Exercice:
Recopiez mot pour mot l'intégralité de l'entretien sur l'alimentation durable dans les territoires.

Texte fourni:
+ + + + + + +

CTZ : Vous avez une approche territoriale mais dans un pays jacobin comme la France, ne faudrait-il pas une impulsion gouvernementale majeure ? Par exemple, comme à Montpellier, obliger les cantines scolaires à tendre vers une majorité d’approvisionnements local, bio et avec un système de réduction du gaspillage à un horizon raisonnable ? Et ensuite les cantines d’entreprises.

AF : Nous ne sommes pas d’accord avec la majorité des décisions écologiques, sociales et économiques du gouvernement actuel : cependant force est de constater que de nombreux efforts et des lois indispensables ont été votées ces dernières années pour impulser/imposer des changements sur les territoires. L’impulsion est venue des acteurs locaux, des collectivités, acteurs associatifs et privés qui s’activent depuis des années à proposer une alimentation plus durable, saine et équitable sur les territoires. On peut se féliciter du fait que ces efforts ont été suivis à l’échelle nationale afin d’assurer une couverture plus large/ un équilibre des territoires et que la France dispose de certains cadres réglementaires et dispositifs de financement/appels à projets dont nous n’avons pas vu d’équivalent dans d’autres pays européens : 

  • Loi de modernisation de l’agriculture de la pêche, 2010 – Programme National pour l’Alimentation qui intègre l’idée de défendre le modèle alimentaire français/
  • Loi d’avenir pour l’agriculture, l’alimentation et la forêt, 2014 – Programme National pour l’Alimentation et Projet Alimentaire Territorial – qui ajoute la dimension territoriale de l’alimentation et l’implication primordiale des collectivités → un appel à projet est proposé depuis 2016 pour construire des projets alimentaires territoriaux (PAT) avec des financements toujours plus importants
  • Loi Egalim et mesures imposées à la restauration collective : 50% de produits de qualité dont 20% de produits bio, sensibilisation des convives et lutte contre le gaspillage alimentaire (financements dédiés)

+ + + + + + +

Bloc de données:
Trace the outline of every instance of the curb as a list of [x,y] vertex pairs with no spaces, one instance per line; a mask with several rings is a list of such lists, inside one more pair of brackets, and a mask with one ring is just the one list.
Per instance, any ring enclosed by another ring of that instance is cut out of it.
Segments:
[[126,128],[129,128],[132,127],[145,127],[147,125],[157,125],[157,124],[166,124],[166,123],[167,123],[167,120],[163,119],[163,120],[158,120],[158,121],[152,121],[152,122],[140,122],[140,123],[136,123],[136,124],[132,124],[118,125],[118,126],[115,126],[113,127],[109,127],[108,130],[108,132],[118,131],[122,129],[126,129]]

+ + + + + + +

Résultat de l'exercice:
CTZ : Vous avez une approche territoriale mais dans un pays jacobin comme la France, ne faudrait-il pas une impulsion gouvernementale majeure ? Par exemple, comme à Montpellier, obliger les cantines scolaires à tendre vers une majorité d’approvisionnements local, bio et avec un système de réduction du gaspillage à un horizon raisonnable ? Et ensuite les cantines d’entreprises.

AF : Nous ne sommes pas d’accord avec la majorité des décisions écologiques, sociales et économiques du gouvernement actuel : cependant force est de constater que de nombreux efforts et des lois indispensables ont été votées ces dernières années pour impulser/imposer des changements sur les territoires. L’impulsion est venue des acteurs locaux, des collectivités, acteurs associatifs et privés qui s’activent depuis des années à proposer une alimentation plus durable, saine et équitable sur les territoires. On peut se féliciter du fait que ces efforts ont été suivis à l’échelle nationale afin d’assurer une couverture plus large/ un équilibre des territoires et que la France dispose de certains cadres réglementaires et dispositifs de financement/appels à projets dont nous n’avons pas vu d’équivalent dans d’autres pays européens : 

  • Loi de modernisation de l’agriculture de la pêche, 2010 – Programme National pour l’Alimentation qui intègre l’idée de défendre le modèle alimentaire français/
  • Loi d’avenir pour l’agriculture, l’alimentation et la forêt, 2014 – Programme National pour l’Alimentation et Projet Alimentaire Territorial – qui ajoute la dimension territoriale de l’alimentation et l’implication primordiale des collectivités → un appel à projet est proposé depuis 2016 pour construire des projets alimentaires territoriaux (PAT) avec des financements toujours plus importants
  • Loi Egalim et mesures imposées à la restauration collective : 50% de produits de qualité dont 20% de produits bio, sensibilisation des convives et lutte contre le gaspillage alimentaire (financements dédiés)